→ **ESTRATTO**
____

E dalla dimensione corporea dell’inconscio arriviamo adesso alla dimensione onirica, dove parafrasando Freud, “il sogno non è il perturbatore del sonno, bensì il custode del sonno, ciò che elimina le perturbazioni del sonno”, e leggendo questo intravedo un punto di convergenza con quanto scrive Craparo in questo capitolo a proposito di regolazione onirica degli affetti come <<processo di traduzione delle memorie sensoriali in immagini oniriche al fine di mantenere, entro i confini della finestra di tolleranza, l’intensità dei vissuti emotivi, con chiari effetti positivi sulla possibilità per il corpo di trattenersi nello stato di sonno>> (pag. 98). Sostenendo che a svolgere tale funzione di traduzione sia l’inconscio non rimosso, seguendo un percorso top-down (di raffigurabilità) nel sogno nevrotico, e un percorso bottom-up nel sogno psicotico.

____

→ **DATI DI PARTENZA**
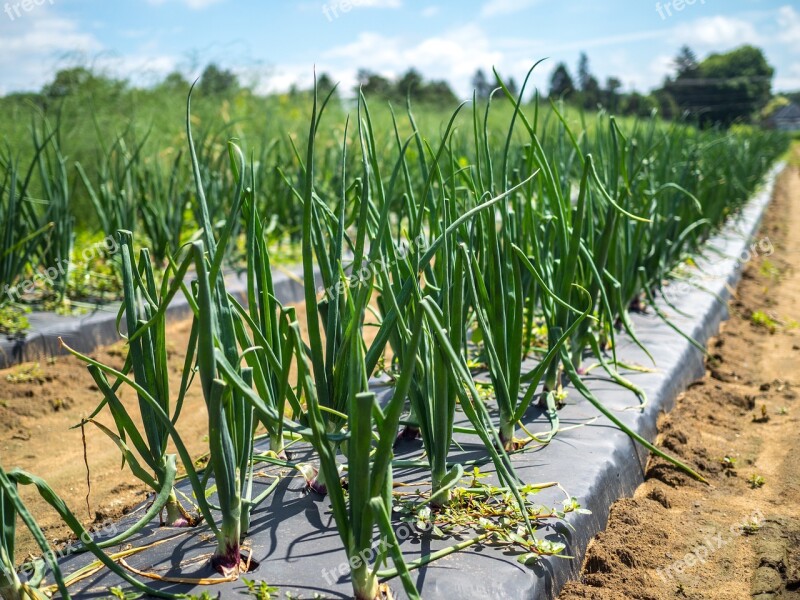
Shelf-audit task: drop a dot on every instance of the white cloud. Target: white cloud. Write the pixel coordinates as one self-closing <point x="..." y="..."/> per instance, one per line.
<point x="438" y="57"/>
<point x="716" y="33"/>
<point x="192" y="4"/>
<point x="493" y="8"/>
<point x="377" y="3"/>
<point x="789" y="26"/>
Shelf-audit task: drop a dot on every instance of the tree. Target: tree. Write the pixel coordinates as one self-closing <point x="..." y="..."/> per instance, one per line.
<point x="589" y="86"/>
<point x="723" y="88"/>
<point x="373" y="84"/>
<point x="79" y="80"/>
<point x="685" y="62"/>
<point x="439" y="93"/>
<point x="174" y="81"/>
<point x="215" y="81"/>
<point x="638" y="105"/>
<point x="611" y="93"/>
<point x="481" y="85"/>
<point x="325" y="86"/>
<point x="561" y="84"/>
<point x="410" y="84"/>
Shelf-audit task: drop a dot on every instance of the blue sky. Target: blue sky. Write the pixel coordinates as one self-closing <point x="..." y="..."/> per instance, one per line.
<point x="274" y="43"/>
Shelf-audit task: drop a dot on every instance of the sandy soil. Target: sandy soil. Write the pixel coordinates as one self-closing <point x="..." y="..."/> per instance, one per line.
<point x="734" y="538"/>
<point x="40" y="402"/>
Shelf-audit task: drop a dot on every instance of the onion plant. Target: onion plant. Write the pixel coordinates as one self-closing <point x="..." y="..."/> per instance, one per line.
<point x="162" y="199"/>
<point x="112" y="189"/>
<point x="20" y="232"/>
<point x="147" y="358"/>
<point x="12" y="508"/>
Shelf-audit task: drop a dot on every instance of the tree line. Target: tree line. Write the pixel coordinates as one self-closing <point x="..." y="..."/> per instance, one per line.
<point x="722" y="89"/>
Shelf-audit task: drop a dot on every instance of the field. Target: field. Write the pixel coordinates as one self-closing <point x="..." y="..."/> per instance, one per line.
<point x="439" y="251"/>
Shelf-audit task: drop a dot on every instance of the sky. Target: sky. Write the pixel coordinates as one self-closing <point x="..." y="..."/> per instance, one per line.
<point x="273" y="44"/>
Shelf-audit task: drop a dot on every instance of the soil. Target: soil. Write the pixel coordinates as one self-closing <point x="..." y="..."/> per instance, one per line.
<point x="739" y="536"/>
<point x="40" y="402"/>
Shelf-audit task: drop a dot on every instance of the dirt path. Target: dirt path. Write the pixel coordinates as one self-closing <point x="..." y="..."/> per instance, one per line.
<point x="738" y="537"/>
<point x="40" y="402"/>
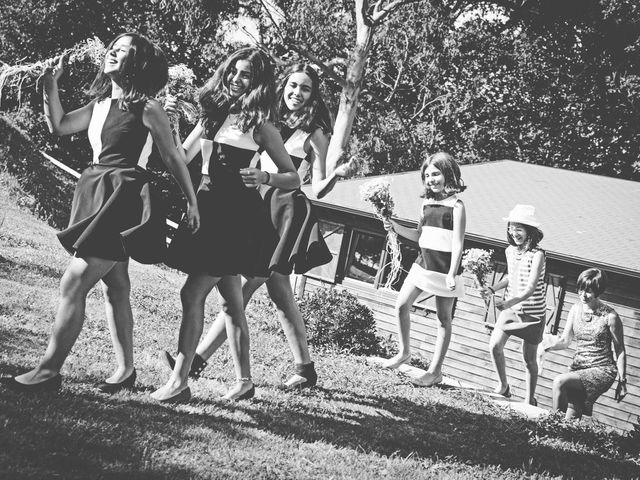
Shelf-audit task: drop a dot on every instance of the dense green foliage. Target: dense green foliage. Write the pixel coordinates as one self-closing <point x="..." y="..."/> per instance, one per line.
<point x="335" y="318"/>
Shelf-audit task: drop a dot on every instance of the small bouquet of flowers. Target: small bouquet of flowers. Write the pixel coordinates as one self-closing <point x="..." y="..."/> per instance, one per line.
<point x="377" y="193"/>
<point x="180" y="85"/>
<point x="478" y="262"/>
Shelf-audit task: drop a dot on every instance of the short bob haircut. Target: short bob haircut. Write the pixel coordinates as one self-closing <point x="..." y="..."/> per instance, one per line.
<point x="449" y="167"/>
<point x="592" y="280"/>
<point x="534" y="235"/>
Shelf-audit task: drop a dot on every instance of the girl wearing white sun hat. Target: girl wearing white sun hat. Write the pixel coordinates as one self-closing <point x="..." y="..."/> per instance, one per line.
<point x="523" y="306"/>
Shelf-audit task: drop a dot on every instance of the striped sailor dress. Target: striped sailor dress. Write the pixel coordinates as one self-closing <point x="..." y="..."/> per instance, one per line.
<point x="300" y="245"/>
<point x="527" y="319"/>
<point x="235" y="235"/>
<point x="435" y="229"/>
<point x="116" y="214"/>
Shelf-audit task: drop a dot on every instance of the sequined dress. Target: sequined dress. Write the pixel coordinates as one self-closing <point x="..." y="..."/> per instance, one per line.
<point x="593" y="360"/>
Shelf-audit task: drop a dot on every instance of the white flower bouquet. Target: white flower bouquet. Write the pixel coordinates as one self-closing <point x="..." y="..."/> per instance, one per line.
<point x="377" y="192"/>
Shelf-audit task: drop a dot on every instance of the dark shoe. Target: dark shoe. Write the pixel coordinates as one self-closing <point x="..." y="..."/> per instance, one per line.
<point x="507" y="392"/>
<point x="232" y="396"/>
<point x="197" y="366"/>
<point x="127" y="383"/>
<point x="51" y="385"/>
<point x="304" y="377"/>
<point x="181" y="397"/>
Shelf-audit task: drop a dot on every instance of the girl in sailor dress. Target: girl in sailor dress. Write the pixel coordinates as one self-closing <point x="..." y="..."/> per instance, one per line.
<point x="440" y="236"/>
<point x="306" y="123"/>
<point x="114" y="214"/>
<point x="236" y="236"/>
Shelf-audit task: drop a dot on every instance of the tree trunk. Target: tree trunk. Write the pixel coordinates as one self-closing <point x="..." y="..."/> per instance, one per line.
<point x="351" y="91"/>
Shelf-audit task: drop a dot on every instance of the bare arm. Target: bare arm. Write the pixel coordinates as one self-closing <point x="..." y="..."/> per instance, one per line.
<point x="536" y="270"/>
<point x="59" y="122"/>
<point x="287" y="178"/>
<point x="567" y="334"/>
<point x="617" y="335"/>
<point x="459" y="228"/>
<point x="156" y="120"/>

____

→ **CONSEGNA**
Riporta la parte dell'estratto sul sogno compresa tra "E dalla dimensione" e "nel sogno psicotico.", estremi inclusi, cambiando "finestra di tolleranza" in "soglia di tolleranza".

→ **SOLUZIONE**
E dalla dimensione corporea dell’inconscio arriviamo adesso alla dimensione onirica, dove parafrasando Freud, “il sogno non è il perturbatore del sonno, bensì il custode del sonno, ciò che elimina le perturbazioni del sonno”, e leggendo questo intravedo un punto di convergenza con quanto scrive Craparo in questo capitolo a proposito di regolazione onirica degli affetti come <<processo di traduzione delle memorie sensoriali in immagini oniriche al fine di mantenere, entro i confini della soglia di tolleranza, l’intensità dei vissuti emotivi, con chiari effetti positivi sulla possibilità per il corpo di trattenersi nello stato di sonno>> (pag. 98). Sostenendo che a svolgere tale funzione di traduzione sia l’inconscio non rimosso, seguendo un percorso top-down (di raffigurabilità) nel sogno nevrotico, e un percorso bottom-up nel sogno psicotico.